Entries taken from a collection
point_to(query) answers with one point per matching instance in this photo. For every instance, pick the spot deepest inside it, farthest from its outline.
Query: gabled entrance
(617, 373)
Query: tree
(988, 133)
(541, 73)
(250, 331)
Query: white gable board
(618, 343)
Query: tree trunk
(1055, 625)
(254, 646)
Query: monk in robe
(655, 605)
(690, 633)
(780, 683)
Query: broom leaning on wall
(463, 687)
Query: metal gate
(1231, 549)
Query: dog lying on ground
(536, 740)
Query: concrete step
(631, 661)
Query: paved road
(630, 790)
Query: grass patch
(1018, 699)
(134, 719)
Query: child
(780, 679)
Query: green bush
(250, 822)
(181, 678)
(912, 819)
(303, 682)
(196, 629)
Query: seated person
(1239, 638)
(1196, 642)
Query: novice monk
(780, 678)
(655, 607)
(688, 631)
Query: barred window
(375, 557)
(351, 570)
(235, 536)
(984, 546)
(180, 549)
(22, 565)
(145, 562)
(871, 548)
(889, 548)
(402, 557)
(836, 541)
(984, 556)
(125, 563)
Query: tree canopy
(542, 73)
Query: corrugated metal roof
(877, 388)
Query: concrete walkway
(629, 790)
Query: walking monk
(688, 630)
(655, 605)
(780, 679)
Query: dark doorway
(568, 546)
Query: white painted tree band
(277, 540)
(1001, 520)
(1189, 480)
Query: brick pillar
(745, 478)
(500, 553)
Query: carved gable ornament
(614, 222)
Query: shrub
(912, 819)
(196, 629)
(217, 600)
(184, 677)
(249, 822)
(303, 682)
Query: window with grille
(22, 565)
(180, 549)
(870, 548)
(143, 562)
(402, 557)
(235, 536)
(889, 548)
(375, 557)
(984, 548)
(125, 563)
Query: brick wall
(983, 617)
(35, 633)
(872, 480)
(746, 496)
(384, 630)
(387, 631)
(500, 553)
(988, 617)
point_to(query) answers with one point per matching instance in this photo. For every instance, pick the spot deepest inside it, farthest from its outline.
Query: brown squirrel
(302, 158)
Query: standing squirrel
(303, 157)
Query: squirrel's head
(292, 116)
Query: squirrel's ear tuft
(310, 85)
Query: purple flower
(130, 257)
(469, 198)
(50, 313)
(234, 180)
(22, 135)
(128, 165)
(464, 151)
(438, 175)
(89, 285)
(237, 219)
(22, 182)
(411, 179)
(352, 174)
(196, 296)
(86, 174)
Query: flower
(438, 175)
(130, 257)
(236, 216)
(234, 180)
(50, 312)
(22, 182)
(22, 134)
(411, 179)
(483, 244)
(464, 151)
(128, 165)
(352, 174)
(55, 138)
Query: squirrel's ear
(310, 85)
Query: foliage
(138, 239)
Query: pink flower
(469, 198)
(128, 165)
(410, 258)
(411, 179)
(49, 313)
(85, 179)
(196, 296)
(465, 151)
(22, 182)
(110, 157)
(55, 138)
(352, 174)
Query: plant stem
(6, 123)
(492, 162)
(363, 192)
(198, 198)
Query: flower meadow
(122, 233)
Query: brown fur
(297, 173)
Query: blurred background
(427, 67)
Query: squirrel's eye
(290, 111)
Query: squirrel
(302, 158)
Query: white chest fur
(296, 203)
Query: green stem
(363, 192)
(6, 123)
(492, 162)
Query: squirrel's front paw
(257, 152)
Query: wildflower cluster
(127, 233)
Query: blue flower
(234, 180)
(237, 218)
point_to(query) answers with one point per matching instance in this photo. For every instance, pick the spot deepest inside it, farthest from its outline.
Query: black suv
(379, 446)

...

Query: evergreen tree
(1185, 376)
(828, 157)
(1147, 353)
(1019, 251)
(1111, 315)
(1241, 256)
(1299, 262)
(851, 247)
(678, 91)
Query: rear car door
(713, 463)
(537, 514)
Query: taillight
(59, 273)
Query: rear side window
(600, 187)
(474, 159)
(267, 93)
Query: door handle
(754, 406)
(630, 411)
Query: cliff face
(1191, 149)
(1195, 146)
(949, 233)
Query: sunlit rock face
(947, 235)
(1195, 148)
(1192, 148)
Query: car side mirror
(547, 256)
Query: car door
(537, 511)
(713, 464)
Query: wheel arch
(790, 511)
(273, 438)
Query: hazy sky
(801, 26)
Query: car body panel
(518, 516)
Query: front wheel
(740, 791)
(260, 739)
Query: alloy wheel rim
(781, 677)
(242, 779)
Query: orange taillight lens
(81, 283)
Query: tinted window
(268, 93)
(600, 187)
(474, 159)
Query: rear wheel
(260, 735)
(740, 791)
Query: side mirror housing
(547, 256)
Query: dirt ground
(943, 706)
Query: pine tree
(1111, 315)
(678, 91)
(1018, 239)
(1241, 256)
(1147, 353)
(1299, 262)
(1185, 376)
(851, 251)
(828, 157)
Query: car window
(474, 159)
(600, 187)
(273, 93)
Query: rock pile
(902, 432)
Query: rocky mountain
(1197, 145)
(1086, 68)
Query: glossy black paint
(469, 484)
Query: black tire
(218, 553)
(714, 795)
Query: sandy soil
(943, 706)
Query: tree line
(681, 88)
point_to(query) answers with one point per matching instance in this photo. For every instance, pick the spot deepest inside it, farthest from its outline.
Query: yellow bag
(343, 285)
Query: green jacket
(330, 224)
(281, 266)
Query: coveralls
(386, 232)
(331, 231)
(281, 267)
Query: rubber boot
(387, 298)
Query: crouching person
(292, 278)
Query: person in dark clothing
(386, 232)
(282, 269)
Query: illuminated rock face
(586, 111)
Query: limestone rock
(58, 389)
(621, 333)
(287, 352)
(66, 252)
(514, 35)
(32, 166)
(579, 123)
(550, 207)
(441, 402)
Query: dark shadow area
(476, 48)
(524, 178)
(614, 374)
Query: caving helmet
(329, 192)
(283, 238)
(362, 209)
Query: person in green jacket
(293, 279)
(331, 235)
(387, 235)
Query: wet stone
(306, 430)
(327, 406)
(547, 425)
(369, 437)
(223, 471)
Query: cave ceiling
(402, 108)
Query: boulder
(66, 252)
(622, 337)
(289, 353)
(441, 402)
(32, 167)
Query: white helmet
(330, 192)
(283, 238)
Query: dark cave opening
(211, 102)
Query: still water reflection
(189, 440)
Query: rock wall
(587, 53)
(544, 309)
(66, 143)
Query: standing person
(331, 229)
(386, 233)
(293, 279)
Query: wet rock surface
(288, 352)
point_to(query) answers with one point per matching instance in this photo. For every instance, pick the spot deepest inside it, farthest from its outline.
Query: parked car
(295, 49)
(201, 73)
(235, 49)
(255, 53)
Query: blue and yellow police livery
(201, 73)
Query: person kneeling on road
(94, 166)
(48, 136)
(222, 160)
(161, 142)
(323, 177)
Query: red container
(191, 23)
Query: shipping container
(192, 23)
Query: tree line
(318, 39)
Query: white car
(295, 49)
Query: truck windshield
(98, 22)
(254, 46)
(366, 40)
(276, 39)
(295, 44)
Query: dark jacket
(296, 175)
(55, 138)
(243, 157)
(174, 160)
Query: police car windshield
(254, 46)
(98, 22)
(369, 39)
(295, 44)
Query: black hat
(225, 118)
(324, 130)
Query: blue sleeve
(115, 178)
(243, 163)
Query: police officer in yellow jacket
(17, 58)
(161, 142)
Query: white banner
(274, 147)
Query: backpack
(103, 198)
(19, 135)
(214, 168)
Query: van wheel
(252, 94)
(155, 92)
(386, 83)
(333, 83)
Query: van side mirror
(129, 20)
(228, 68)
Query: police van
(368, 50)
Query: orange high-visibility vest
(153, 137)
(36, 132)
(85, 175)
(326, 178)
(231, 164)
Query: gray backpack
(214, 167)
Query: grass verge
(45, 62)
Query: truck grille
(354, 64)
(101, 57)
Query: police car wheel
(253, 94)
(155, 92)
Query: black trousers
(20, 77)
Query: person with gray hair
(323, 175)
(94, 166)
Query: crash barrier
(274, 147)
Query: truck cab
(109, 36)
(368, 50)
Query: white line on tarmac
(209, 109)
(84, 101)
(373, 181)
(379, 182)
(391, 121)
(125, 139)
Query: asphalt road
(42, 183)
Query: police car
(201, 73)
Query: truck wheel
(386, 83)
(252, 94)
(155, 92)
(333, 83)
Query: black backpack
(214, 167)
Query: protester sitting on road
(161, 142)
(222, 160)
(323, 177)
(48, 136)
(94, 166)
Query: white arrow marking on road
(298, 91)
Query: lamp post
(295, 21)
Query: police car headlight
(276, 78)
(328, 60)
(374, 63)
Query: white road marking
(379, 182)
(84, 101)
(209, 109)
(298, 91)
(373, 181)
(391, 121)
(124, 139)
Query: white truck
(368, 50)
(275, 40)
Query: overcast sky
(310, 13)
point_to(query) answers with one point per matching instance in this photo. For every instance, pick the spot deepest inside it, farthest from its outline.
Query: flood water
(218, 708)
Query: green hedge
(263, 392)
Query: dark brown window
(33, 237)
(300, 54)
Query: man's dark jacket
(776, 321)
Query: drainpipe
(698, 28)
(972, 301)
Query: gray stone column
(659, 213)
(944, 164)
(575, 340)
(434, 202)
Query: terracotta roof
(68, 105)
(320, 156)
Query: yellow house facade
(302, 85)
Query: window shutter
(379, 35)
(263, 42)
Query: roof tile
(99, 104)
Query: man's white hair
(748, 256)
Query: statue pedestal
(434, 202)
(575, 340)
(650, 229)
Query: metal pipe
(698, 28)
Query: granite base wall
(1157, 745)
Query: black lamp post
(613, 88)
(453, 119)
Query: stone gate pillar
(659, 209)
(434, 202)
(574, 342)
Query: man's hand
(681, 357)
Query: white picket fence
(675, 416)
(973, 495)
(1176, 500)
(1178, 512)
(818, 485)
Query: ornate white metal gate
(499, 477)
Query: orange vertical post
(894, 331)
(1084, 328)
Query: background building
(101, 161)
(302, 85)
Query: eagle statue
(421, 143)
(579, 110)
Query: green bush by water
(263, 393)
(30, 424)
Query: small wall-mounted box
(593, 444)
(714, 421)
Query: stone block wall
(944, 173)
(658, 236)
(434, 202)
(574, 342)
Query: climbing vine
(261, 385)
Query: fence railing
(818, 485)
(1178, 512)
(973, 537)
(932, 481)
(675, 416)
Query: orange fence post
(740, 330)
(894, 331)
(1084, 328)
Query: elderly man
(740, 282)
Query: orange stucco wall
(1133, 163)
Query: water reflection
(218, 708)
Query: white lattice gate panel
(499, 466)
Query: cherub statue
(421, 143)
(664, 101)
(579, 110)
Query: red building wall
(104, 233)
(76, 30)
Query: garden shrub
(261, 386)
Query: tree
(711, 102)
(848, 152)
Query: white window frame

---

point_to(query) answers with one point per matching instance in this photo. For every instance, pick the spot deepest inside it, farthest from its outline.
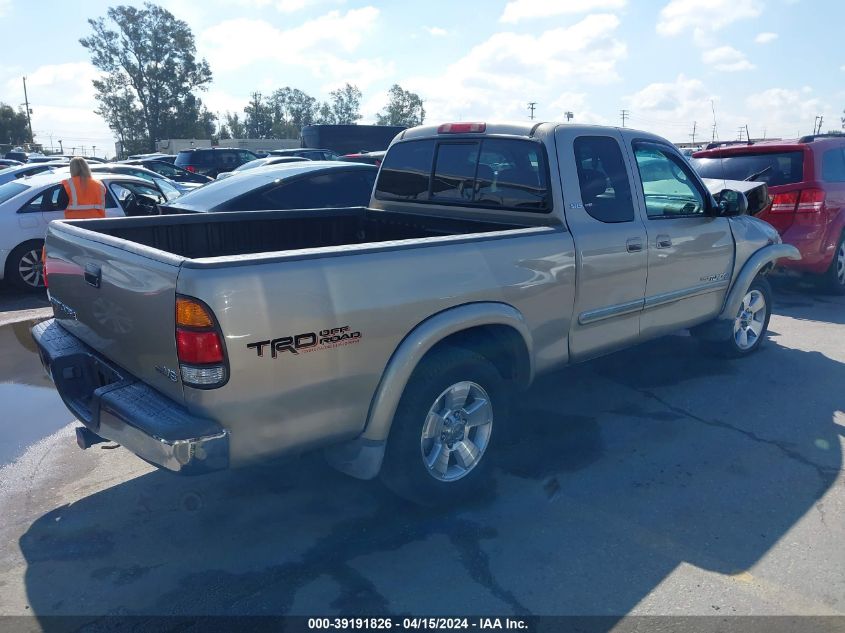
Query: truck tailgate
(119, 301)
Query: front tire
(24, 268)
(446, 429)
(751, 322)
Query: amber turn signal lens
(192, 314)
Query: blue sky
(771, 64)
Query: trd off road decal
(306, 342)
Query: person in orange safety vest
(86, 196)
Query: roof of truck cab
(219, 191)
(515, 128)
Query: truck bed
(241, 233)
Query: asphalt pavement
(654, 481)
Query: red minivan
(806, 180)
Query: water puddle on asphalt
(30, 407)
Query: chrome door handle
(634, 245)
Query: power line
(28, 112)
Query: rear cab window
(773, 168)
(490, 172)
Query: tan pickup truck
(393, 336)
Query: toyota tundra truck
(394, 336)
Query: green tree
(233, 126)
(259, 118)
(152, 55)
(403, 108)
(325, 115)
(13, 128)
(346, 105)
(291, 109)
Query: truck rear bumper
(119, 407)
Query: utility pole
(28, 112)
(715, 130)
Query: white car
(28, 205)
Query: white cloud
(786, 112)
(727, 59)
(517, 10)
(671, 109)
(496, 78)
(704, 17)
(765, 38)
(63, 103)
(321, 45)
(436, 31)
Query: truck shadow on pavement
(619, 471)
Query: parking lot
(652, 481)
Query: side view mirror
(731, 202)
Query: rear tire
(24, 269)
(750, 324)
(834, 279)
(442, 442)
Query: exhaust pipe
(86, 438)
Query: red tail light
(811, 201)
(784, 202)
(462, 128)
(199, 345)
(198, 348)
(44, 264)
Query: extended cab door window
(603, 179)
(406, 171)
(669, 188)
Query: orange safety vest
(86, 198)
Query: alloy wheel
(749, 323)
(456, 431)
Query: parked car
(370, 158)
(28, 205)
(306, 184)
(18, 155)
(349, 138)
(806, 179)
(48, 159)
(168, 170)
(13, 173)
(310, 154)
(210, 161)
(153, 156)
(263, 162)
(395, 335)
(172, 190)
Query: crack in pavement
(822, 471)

• _Problem_
Retype only the lines above between the line with "Query: ornate white metal gate" and the line with "Query: white window frame", counting those two lines as well, and keep every character as it is.

• _Task answer_
Query: ornate white metal gate
(499, 477)
Query: orange vertical post
(894, 331)
(1084, 328)
Query: background building
(101, 161)
(302, 85)
Query: eagle statue
(421, 143)
(579, 110)
Query: green bush by water
(263, 393)
(30, 424)
Query: small wall-mounted box
(593, 444)
(714, 421)
Query: stone block wall
(944, 173)
(658, 236)
(434, 202)
(574, 342)
Query: climbing vine
(261, 385)
Query: fence railing
(818, 485)
(1178, 512)
(973, 537)
(932, 481)
(675, 416)
Query: orange fence post
(740, 330)
(894, 331)
(1084, 328)
Query: elderly man
(740, 282)
Query: orange stucco wall
(1133, 163)
Query: water reflection
(218, 708)
Query: white lattice gate panel
(499, 466)
Query: cherub statue
(421, 143)
(664, 101)
(579, 110)
Query: red building wall
(104, 233)
(76, 30)
Query: garden shrub
(261, 386)
Query: tree
(711, 102)
(848, 152)
Query: white window frame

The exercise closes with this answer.